**Brano**:
☆ ☆ ☆ ☆ ☆ ☆ ☆
Entro questo quadro presento tre riflessioni che danno spazio ai nuclei di ombra e di speranza, di cui fare memoria nel cortile dei gentili.
1) Partiamo dall’irreligione/indifferenza occidentale: a che punto siamo? L’atteggiamento giusto è di mantenersi aperti alla speranza e tenere incollato l’orecchio alla terra per decifrare il brusio di germinazioni invisibili. Esse dicono che, nonostante alcuni recenti ritorni d’esplicito antiteismo e di virulenta critica del cristianesimo, sviluppatisi in Europa da circa dieci anni, l’irreligione occidentale non è più così certa di se stessa. Che cosa intendo con questo nome? Nell’irreligione si esprimono un’empietà e un rifiuto della religione maggiori di quanto siano presenti nell’ateismo, poiché si allontana l’idea stessa di religione. La religione naturale cui aderivano i pensatori empiristi e la prima ondata dell’illuminismo si capovolge in irreligione naturale; l’uomo naturaliter religioso in uomo naturaliter irreligioso, mentre il sacro tramonta definitivamente. L’irreligione significa dunque questo: non solo Dio non esiste e se mai vi è stato non ha lasciato alcuna traccia di sé, ma – se anche vi fosse – non ci servirebbe in nulla nel cammino con cui procediamo a edificare le nostre vite; sarebbe anzi inutile e superfluo. L’irreligione si presenta come fredda indifferenza, convinzione che il sentimento dell’inesistenza di Dio sia quello più sano, persuasione che sentire la mancanza di Dio come mancanza sia un’idea storta. In questo quadro manifesta nuova lena l’ateismo a base positivistica e scientistica, che ripone fiducia solo nella scienza quale luce che dissipa le tenebre dell’errore. Lo scientismo tecnologico si preoccupa più di produrre l’uomo che di combattere Dio: la sua scomparsa seguirà inevitabilmente con l’avvento dell’irreligione. Il perno epistemologico di questa operazione è il postulato di chiusura dell’universo fisico, secondo cui ogni evento fisico che ha una causa, ha una causa esclusivamente fisica (2).
☆ ☆ ☆ ☆ ☆ ☆ ☆
**Dati di partenza**:
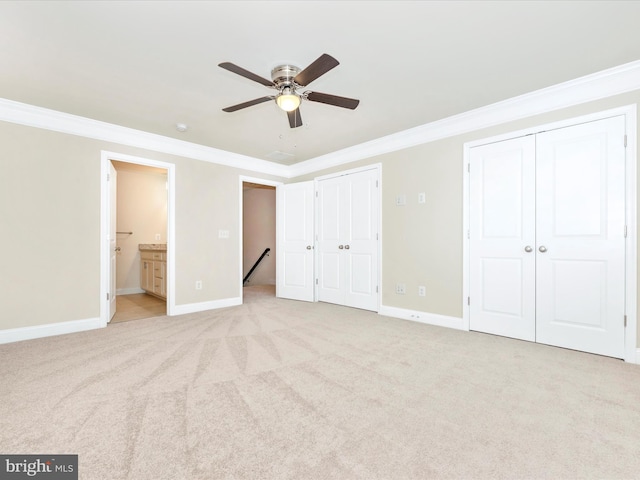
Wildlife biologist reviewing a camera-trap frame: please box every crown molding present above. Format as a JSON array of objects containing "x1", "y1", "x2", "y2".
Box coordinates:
[
  {"x1": 289, "y1": 61, "x2": 640, "y2": 177},
  {"x1": 0, "y1": 98, "x2": 288, "y2": 177},
  {"x1": 0, "y1": 61, "x2": 640, "y2": 178}
]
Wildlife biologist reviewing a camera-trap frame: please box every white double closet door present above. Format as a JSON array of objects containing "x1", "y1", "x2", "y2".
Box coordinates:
[
  {"x1": 469, "y1": 116, "x2": 625, "y2": 358},
  {"x1": 316, "y1": 169, "x2": 378, "y2": 311}
]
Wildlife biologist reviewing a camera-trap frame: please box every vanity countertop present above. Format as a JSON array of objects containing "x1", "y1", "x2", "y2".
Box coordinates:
[{"x1": 138, "y1": 243, "x2": 167, "y2": 252}]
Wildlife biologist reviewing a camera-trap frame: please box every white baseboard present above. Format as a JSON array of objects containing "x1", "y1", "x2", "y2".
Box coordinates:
[
  {"x1": 0, "y1": 317, "x2": 105, "y2": 344},
  {"x1": 171, "y1": 297, "x2": 242, "y2": 315},
  {"x1": 116, "y1": 288, "x2": 144, "y2": 295},
  {"x1": 378, "y1": 305, "x2": 466, "y2": 330}
]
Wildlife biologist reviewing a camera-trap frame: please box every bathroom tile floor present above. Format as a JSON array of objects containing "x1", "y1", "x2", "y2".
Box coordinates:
☆ ☆ ☆ ☆ ☆ ☆ ☆
Riassumi in due frasi il brano sull'irreligione occidentale. Il materiale qui sopra non ha alcun ruolo in questo lavoro.

**Soluzione**: Il brano presenta l'irreligione occidentale come un rifiuto dell'idea stessa di religione, più radicale dell'ateismo: Dio, anche se esistesse, sarebbe inutile e superfluo per edificare le nostre vite. Secondo il testo, però, questa irreligione non è più così certa di se stessa, mentre riprende vigore un ateismo positivistico e scientistico il cui perno è il postulato di chiusura dell'universo fisico.